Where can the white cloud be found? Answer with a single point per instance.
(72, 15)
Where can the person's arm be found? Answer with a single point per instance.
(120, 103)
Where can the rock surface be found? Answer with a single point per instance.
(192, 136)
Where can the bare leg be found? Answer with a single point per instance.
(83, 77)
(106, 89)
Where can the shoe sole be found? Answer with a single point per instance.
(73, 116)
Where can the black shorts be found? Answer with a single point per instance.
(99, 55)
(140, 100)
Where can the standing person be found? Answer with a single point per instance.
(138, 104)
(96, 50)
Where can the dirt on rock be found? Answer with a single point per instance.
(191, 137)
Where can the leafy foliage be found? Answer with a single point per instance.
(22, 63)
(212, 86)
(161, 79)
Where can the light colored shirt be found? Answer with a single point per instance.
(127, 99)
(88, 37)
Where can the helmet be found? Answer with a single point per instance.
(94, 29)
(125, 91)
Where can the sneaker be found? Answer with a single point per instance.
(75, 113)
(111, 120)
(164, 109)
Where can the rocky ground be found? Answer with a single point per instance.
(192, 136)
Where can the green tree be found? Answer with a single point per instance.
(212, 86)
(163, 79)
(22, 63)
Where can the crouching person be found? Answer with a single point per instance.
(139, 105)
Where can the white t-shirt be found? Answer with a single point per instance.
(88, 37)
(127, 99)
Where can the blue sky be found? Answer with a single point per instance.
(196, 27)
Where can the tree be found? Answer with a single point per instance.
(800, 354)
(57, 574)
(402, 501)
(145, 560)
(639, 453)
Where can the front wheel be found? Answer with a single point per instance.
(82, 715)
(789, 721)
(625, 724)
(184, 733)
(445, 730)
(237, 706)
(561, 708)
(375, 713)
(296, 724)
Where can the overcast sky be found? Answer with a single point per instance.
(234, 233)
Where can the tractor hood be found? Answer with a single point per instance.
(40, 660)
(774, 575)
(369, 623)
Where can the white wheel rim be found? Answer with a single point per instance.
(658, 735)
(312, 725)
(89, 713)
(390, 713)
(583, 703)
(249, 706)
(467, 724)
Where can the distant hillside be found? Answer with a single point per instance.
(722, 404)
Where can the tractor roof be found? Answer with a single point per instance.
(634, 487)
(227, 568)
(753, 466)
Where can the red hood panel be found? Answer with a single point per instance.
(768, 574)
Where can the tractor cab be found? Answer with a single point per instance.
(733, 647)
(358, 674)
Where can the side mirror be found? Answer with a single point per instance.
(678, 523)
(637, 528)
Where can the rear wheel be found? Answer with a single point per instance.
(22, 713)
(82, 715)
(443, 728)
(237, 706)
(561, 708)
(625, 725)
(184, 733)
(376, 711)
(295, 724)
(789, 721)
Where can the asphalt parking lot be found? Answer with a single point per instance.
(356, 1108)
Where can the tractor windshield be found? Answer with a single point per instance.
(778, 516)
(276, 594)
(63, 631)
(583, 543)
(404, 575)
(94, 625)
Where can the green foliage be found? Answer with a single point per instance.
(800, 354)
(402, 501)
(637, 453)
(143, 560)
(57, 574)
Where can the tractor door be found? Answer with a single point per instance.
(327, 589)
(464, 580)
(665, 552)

To be done
In this exercise, repeat all entries exactly.

Exercise result
Where can the white cloud be found? Answer with a single point per instance.
(72, 15)
Where can the person's arm be found? Answer with a single point per instance.
(120, 103)
Where can the rock surface be found? Answer with a single point per instance.
(192, 136)
Where can the bare leg be found? Answer with a single point per instance.
(83, 77)
(106, 89)
Where can the shoe sole be found? Answer with a single point per instance.
(73, 116)
Where can the black shorts be found? Answer with a single point per instance.
(99, 55)
(140, 100)
Where can the standing person be found? Answer with a single point per instance.
(138, 104)
(96, 50)
Where can the dirt on rock be found? Answer with a single point per instance.
(191, 137)
Where can the leafy foliage be found? Answer with a single point per instance.
(22, 63)
(212, 86)
(161, 79)
Where can the light colored shirt be found? Answer with a single point per instance.
(127, 99)
(88, 37)
Where can the helmet be found? Answer with a single point per instance.
(94, 29)
(125, 91)
Where can the sneaker be found? Answer with a single point per instance.
(75, 113)
(111, 120)
(164, 109)
Where can the rocky ground be found? Answer with a single point per instance.
(192, 136)
Where can the green tree be found? Answer with a single point per instance.
(212, 86)
(163, 79)
(22, 63)
Where can the crouching person be found? Answer with a single point per instance.
(139, 105)
Where can the white t-shirt be found? Answer with a single point per instance.
(88, 37)
(127, 99)
Where can the blue sky be found? Answer with a single point per instance.
(196, 27)
Where can the tree be found? Answer with a single point per instance.
(800, 354)
(57, 574)
(402, 501)
(145, 560)
(639, 453)
Where can the front wheel be found? Answer with a single point per instance.
(82, 715)
(789, 721)
(625, 724)
(184, 733)
(445, 730)
(237, 706)
(561, 708)
(375, 713)
(296, 724)
Where can the overcast sky be found? Answer with a single point per instance.
(234, 233)
Where can the tractor hood be found? Answer with a single point per instance.
(40, 660)
(774, 575)
(369, 623)
Where can the white wheel rim be found? Answer with a single point per instance.
(658, 735)
(312, 725)
(89, 713)
(390, 713)
(583, 703)
(249, 706)
(467, 724)
Where can the distant hillside be found? Answer with a single point per instance.
(722, 404)
Where can the tractor roof be found? Answer with a single point per instance.
(634, 487)
(227, 568)
(753, 466)
Where can the red hood panel be found? Answer with a single point per instance.
(768, 574)
Where can the tractor cab be found? Answer with a single point per instance.
(733, 647)
(358, 674)
Where can the side mirror be found? Answer with a single point per instance.
(678, 523)
(637, 528)
Where can the rear wheel be found? Answer with a single point per instance.
(22, 713)
(82, 715)
(443, 728)
(237, 706)
(561, 708)
(625, 725)
(184, 733)
(376, 711)
(295, 724)
(789, 721)
Where can the asphalt parking lot be found? Answer with a single point per instance.
(356, 1108)
Where can the tractor windshield be found? Answer with a single point per instance.
(778, 516)
(276, 594)
(63, 631)
(583, 543)
(404, 575)
(94, 625)
Where can the green foliage be found? Answer with a single point per instance.
(800, 354)
(402, 501)
(637, 453)
(143, 560)
(57, 574)
Where can the tractor door be found? Answer with a single point per instance.
(327, 589)
(464, 580)
(665, 552)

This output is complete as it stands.